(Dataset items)
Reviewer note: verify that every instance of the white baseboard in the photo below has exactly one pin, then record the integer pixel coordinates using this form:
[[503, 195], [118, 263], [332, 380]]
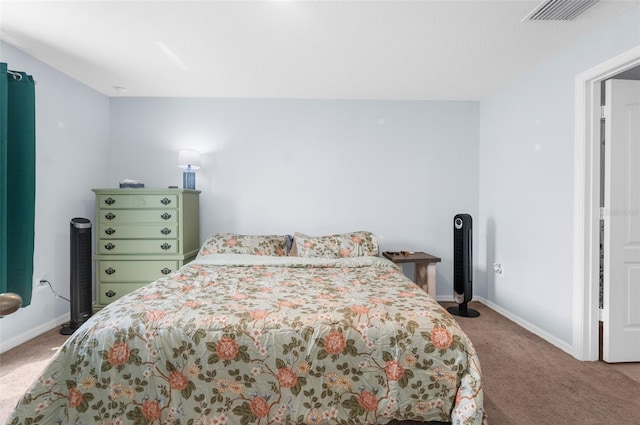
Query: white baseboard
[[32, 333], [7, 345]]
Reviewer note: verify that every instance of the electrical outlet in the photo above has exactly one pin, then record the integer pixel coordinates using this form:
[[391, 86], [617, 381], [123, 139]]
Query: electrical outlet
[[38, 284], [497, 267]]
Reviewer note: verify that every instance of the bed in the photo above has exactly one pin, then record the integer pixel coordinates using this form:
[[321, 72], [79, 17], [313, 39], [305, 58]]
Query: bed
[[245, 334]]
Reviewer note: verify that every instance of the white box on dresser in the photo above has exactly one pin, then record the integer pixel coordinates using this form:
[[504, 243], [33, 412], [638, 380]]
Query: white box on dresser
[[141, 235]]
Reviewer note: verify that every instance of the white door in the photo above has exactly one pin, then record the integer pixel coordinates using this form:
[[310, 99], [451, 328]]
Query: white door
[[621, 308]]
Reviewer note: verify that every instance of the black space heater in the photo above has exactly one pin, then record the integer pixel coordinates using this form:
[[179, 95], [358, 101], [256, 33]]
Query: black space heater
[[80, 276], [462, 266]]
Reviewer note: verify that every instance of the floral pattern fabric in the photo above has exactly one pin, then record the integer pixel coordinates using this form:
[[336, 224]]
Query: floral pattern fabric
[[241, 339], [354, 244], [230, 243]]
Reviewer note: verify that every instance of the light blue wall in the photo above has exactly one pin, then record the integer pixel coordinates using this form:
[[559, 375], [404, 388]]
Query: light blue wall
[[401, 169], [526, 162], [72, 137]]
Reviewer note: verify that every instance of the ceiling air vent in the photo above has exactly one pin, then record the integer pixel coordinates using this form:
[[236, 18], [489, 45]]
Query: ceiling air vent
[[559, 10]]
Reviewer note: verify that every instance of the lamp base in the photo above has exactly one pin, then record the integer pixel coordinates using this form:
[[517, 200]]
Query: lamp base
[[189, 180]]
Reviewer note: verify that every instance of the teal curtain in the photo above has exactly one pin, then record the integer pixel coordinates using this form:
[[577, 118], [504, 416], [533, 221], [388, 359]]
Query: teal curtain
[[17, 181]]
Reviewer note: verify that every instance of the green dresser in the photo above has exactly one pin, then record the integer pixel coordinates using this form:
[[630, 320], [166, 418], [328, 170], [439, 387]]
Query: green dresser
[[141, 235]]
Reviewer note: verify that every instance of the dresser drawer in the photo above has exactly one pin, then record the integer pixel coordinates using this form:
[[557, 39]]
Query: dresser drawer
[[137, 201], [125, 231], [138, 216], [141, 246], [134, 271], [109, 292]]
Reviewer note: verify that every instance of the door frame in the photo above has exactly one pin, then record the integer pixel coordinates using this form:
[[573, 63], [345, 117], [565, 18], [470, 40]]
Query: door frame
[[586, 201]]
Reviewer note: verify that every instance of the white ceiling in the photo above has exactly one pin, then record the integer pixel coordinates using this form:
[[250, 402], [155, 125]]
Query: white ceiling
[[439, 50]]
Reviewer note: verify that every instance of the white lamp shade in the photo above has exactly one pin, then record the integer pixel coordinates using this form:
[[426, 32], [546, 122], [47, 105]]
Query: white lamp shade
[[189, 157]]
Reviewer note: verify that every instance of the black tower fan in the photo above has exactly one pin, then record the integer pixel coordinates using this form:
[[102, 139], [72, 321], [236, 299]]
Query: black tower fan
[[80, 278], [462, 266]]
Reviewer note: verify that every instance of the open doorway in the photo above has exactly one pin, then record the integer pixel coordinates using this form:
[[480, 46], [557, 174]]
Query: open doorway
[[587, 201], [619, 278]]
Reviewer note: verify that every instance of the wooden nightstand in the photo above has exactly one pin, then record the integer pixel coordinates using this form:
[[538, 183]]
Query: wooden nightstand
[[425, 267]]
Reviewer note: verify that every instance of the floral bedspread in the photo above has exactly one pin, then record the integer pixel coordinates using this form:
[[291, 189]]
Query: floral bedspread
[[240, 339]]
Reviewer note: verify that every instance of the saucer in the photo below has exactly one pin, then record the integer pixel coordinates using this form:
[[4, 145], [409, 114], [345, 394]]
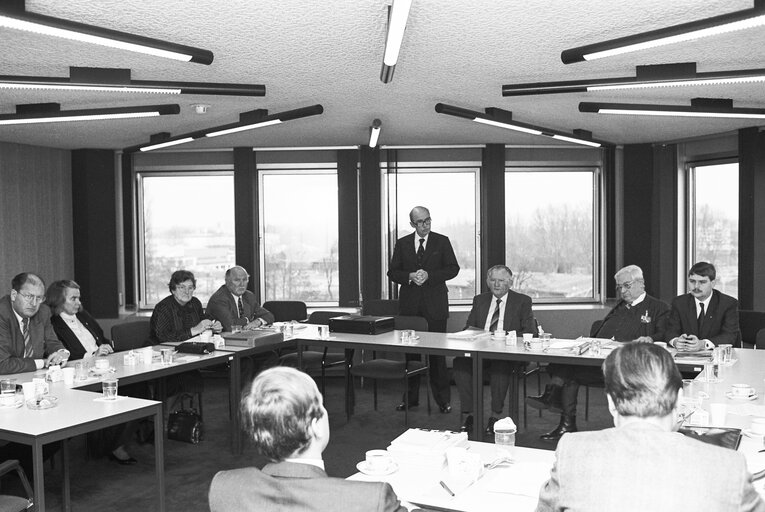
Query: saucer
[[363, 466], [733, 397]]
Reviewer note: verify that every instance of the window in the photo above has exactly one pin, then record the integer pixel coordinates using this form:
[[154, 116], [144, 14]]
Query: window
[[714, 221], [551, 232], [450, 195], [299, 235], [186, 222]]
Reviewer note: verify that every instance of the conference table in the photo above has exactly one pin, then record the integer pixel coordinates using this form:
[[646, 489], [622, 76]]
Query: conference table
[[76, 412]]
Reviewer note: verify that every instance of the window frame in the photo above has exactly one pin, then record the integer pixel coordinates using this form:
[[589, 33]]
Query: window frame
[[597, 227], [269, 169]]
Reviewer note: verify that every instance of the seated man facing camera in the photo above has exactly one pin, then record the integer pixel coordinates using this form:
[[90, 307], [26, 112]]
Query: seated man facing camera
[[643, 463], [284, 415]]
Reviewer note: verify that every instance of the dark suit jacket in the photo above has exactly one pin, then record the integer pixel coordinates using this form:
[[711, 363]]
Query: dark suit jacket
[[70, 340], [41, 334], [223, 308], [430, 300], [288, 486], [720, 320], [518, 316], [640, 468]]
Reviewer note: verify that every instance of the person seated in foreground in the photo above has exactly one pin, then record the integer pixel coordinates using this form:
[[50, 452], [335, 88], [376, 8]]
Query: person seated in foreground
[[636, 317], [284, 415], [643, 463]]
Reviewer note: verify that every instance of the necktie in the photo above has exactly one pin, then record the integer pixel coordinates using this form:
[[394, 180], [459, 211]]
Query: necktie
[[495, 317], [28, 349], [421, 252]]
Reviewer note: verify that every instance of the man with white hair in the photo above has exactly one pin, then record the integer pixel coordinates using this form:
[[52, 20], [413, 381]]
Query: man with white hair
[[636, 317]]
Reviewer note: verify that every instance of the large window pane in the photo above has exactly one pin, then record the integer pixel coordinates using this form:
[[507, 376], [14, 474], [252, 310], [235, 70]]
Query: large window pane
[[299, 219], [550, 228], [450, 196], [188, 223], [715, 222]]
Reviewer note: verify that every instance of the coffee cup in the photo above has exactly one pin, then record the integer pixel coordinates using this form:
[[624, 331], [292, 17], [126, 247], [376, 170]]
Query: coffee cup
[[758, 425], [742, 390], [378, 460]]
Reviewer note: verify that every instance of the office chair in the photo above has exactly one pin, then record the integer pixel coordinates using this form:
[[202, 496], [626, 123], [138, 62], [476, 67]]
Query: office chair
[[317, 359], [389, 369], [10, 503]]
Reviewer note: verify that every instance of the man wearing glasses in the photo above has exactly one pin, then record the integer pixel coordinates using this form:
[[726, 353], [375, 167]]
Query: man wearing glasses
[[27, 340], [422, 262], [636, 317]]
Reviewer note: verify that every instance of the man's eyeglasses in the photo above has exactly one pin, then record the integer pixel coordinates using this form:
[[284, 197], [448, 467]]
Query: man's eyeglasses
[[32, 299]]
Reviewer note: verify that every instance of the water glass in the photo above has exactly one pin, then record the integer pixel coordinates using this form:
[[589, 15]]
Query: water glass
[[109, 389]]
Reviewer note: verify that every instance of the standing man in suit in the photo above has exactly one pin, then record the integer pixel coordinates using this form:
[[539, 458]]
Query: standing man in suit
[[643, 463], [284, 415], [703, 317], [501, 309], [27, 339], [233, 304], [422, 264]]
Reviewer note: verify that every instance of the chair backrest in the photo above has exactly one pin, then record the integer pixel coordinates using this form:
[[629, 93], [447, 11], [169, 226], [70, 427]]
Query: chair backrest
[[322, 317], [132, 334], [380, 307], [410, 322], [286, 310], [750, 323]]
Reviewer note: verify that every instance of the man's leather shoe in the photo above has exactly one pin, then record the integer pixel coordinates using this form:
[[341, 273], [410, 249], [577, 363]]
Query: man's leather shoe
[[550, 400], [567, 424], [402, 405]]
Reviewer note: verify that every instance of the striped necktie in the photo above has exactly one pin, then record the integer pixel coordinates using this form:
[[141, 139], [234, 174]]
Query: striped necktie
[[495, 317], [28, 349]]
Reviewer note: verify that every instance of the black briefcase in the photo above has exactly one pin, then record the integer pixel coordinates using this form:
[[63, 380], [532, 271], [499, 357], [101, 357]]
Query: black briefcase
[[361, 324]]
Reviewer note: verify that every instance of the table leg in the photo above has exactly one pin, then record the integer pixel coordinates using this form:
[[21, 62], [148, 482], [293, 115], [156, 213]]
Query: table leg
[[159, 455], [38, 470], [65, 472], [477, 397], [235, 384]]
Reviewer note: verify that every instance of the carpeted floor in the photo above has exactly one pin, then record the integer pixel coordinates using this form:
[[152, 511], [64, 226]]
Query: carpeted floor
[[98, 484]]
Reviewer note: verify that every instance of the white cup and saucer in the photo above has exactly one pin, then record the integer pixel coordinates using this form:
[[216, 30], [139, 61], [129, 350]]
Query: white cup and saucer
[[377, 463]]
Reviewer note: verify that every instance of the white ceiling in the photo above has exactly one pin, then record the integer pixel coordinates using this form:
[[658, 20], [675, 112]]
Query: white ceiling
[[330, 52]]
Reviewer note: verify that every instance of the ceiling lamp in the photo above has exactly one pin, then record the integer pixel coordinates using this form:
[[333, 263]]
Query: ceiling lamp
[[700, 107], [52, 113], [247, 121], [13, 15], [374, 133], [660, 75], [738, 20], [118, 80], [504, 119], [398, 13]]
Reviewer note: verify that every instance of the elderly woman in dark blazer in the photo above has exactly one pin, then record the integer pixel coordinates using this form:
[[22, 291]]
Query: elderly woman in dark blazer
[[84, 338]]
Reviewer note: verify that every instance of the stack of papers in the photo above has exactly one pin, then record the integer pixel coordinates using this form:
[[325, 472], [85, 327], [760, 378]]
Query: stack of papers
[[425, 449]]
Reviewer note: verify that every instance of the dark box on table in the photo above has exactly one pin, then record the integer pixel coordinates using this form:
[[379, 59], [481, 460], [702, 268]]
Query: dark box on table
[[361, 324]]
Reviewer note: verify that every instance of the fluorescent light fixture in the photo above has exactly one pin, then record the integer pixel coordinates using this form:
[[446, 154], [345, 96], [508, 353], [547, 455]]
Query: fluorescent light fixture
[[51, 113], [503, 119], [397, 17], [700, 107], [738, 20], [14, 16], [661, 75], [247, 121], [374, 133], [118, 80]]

Activity » Word for word, restate the lines running from the one containing "[[379, 59], [481, 460], [702, 268]]" through the final line of the records above, and nothing besides.

Answer to this problem »
[[379, 59], [481, 460], [702, 268]]
Query: dark box on table
[[361, 324]]
Reviewer note: verify that every instance of the fluorescent light fixture in the photo above has exactly one pin, then record the integer pixel coordinates using this form:
[[446, 154], [345, 96], [508, 353], [547, 455]]
Query: fluorescent light fixture
[[51, 113], [503, 119], [397, 17], [700, 107], [738, 20], [14, 16], [661, 75], [247, 121], [374, 133], [118, 80]]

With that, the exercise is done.